Objective: Quote verbatim the rows starting with the line containing "Would you kindly point at the brown" and going on through the line containing "<point>504,591</point>", including both of those lines.

╔══

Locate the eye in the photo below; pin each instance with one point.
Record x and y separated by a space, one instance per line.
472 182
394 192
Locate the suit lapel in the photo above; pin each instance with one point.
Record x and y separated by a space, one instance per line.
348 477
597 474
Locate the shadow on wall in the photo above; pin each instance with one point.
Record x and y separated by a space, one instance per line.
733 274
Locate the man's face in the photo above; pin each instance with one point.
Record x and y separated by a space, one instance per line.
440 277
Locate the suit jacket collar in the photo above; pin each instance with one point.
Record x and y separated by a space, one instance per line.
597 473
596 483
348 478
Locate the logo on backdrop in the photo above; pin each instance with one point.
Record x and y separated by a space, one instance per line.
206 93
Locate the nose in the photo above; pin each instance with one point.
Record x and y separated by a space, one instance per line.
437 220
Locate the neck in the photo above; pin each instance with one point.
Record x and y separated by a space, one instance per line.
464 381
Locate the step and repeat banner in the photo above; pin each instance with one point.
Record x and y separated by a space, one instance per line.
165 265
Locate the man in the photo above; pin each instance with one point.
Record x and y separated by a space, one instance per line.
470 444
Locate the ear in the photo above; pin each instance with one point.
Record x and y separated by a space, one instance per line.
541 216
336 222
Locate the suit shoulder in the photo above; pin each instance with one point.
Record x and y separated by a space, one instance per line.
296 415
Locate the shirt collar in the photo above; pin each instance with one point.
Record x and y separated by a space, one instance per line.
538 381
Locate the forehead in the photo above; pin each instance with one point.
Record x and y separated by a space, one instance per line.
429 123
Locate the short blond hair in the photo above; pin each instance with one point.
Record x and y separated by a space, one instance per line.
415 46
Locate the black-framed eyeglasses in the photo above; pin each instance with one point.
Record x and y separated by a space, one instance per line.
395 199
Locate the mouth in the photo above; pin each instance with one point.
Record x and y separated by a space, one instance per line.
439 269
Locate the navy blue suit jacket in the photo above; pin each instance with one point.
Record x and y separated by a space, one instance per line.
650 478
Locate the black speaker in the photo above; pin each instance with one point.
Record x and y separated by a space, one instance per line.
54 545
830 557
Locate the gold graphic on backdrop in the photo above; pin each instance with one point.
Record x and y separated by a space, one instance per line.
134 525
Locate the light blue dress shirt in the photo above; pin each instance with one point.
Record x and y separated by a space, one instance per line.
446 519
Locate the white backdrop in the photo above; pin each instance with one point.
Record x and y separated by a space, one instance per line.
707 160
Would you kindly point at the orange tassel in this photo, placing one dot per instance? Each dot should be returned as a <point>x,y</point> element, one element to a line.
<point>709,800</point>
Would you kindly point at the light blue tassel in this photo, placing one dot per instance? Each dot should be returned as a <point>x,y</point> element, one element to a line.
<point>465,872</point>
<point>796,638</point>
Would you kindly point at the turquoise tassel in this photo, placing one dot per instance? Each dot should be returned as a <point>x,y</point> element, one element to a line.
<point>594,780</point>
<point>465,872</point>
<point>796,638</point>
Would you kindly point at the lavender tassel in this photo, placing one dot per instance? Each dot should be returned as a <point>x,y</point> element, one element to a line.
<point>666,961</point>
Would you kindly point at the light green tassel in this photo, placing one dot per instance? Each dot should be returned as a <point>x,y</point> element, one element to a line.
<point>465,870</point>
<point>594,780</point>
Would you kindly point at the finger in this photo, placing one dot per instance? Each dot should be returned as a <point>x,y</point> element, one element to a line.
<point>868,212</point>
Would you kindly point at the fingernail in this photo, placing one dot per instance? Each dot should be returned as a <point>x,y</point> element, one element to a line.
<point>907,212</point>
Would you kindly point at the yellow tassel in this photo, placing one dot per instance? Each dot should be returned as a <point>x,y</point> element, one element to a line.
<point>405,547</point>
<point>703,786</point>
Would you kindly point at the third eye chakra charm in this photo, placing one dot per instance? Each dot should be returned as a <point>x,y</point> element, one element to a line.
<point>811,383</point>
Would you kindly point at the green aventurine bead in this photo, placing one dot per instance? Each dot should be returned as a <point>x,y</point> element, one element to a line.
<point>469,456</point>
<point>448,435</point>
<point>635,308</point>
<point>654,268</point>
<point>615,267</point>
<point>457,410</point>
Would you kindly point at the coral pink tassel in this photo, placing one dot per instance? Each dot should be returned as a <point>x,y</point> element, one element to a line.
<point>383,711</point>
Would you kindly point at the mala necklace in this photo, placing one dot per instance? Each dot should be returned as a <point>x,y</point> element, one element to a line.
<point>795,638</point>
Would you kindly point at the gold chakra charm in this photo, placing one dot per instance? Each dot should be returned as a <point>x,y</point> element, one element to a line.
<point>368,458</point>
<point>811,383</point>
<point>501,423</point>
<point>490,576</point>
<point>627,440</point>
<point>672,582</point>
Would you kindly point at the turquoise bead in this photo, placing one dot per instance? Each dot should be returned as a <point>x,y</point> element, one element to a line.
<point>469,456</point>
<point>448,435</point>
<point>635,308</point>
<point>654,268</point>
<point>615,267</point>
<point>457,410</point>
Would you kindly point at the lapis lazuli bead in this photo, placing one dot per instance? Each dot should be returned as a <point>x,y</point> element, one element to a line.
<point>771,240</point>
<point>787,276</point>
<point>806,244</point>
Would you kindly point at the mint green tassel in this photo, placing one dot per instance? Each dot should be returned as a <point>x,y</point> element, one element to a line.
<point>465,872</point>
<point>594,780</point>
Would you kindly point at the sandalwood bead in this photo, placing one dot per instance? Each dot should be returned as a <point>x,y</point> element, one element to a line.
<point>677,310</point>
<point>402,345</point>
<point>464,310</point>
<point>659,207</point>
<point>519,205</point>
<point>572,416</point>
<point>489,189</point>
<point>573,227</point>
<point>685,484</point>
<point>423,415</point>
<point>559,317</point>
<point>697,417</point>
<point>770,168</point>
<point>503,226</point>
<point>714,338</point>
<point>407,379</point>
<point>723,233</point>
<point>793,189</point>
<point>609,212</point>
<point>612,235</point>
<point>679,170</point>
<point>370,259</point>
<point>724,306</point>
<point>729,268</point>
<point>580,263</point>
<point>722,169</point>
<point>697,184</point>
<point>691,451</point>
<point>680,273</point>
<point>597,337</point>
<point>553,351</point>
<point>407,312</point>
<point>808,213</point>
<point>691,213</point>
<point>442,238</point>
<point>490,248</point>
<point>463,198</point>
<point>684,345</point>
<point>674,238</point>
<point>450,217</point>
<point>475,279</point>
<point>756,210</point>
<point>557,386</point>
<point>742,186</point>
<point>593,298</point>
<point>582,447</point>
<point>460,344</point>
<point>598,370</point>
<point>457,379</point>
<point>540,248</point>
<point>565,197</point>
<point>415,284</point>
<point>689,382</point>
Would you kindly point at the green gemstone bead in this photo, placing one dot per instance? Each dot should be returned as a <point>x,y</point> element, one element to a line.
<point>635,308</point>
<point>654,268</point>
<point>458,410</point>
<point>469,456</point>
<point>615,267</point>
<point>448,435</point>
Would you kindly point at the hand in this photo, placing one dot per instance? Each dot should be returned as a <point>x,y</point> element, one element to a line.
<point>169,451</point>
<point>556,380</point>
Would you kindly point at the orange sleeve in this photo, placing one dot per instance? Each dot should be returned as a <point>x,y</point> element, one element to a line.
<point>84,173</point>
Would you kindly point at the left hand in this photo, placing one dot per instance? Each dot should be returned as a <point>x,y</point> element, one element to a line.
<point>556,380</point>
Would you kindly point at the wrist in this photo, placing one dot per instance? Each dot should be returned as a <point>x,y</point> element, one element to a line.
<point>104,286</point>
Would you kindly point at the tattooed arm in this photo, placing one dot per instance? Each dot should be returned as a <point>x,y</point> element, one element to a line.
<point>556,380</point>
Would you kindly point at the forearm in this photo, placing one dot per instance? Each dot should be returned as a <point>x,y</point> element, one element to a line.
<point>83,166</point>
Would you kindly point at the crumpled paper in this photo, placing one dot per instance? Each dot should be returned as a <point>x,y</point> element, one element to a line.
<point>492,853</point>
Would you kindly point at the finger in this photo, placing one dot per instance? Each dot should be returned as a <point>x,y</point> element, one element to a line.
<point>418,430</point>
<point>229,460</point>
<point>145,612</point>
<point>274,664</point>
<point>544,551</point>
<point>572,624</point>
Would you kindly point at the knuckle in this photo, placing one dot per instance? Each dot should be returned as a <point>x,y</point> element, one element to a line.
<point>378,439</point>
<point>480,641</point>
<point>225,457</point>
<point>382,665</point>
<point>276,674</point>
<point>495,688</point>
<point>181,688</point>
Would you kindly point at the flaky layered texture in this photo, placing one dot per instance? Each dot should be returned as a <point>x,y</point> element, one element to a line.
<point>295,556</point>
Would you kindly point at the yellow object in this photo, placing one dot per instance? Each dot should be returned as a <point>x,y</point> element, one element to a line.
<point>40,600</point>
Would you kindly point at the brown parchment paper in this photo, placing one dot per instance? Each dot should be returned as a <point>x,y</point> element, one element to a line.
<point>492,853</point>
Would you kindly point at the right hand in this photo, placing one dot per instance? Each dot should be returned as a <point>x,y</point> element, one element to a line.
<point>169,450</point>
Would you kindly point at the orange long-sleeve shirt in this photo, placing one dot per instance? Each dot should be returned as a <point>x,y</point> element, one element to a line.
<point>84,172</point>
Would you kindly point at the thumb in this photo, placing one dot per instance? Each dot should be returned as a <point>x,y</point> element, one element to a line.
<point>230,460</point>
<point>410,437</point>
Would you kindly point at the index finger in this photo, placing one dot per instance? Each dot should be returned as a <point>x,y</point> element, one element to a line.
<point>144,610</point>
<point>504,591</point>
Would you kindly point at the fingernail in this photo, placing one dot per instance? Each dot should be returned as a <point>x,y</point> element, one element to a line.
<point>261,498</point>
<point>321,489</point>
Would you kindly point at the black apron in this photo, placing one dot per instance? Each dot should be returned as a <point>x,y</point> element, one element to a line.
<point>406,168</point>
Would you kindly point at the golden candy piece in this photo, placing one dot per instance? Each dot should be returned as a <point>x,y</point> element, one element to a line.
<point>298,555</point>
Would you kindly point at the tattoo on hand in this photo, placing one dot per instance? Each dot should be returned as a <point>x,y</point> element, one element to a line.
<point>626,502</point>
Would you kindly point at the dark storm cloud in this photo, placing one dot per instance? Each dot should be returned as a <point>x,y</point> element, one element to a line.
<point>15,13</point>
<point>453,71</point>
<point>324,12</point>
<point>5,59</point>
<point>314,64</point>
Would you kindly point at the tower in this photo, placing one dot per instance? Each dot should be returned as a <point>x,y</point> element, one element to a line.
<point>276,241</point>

╚══

Result for this task:
Would you kindly point at the brown parchment paper in this photo, placing one dot per instance? Each dot should be returned as a <point>x,y</point> element, one element to a line.
<point>492,853</point>
Would you kindly point at the right hand in this photo, placing one dot per instance? Each dot should be returned as a <point>x,y</point> element, one element to a line.
<point>169,450</point>
Would you kindly point at the orange long-sleeve shirt in this photo, placing one dot per instance? Each dot should be returned as a <point>x,y</point> element, one element to a line.
<point>84,172</point>
Would you kindly point at the thumb in this photo, placing one dot per instance? Each dot should be returned as a <point>x,y</point> element, one element to a line.
<point>230,460</point>
<point>410,437</point>
Would you kindly point at the index finger in this photo, placing one dot per instance? Each dot should be returned as a <point>x,y</point> element, one element to a line.
<point>144,610</point>
<point>504,591</point>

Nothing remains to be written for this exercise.